(Natural-language object grounding data)
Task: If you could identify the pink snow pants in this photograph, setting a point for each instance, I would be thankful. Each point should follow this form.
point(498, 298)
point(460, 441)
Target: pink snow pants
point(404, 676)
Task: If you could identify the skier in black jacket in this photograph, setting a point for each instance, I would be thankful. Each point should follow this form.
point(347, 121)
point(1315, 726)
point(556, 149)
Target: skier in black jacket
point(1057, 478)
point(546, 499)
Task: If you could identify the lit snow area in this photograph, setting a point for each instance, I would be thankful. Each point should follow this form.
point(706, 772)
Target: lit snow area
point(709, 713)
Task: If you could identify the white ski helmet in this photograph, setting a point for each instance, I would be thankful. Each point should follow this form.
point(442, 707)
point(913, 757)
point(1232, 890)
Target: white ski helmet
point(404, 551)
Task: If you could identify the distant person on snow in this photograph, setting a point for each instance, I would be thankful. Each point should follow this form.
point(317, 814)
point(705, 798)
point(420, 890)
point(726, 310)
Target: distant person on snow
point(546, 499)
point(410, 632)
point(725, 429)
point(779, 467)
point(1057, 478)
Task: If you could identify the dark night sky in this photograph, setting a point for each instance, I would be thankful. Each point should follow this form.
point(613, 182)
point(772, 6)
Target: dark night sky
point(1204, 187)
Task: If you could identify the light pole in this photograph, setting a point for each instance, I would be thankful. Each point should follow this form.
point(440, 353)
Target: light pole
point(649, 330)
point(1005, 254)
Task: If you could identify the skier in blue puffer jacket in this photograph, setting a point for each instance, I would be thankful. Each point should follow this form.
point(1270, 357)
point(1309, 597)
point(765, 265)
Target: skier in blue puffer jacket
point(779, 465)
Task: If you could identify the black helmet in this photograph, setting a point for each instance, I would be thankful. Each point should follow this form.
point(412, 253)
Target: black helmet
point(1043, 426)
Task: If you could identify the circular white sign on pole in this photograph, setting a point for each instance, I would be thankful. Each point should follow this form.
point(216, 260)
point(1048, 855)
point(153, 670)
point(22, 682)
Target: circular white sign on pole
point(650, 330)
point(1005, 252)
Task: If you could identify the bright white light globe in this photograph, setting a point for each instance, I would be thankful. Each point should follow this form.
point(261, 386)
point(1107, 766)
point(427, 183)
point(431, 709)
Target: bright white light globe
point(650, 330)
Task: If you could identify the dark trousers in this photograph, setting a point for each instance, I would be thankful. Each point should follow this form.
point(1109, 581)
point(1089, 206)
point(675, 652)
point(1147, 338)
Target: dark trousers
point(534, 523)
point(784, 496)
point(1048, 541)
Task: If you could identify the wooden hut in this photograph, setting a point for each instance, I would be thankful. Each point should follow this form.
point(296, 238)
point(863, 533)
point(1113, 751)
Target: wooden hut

PROBLEM TO SOLVE: Starting from the data above, filter for lines with "wooden" and copy each one.

WRITTEN ANSWER:
Task: If you could identify the wooden hut in this photograph, setting a point for each instance, I would be thankful. Each point should follow this form.
Target: wooden hut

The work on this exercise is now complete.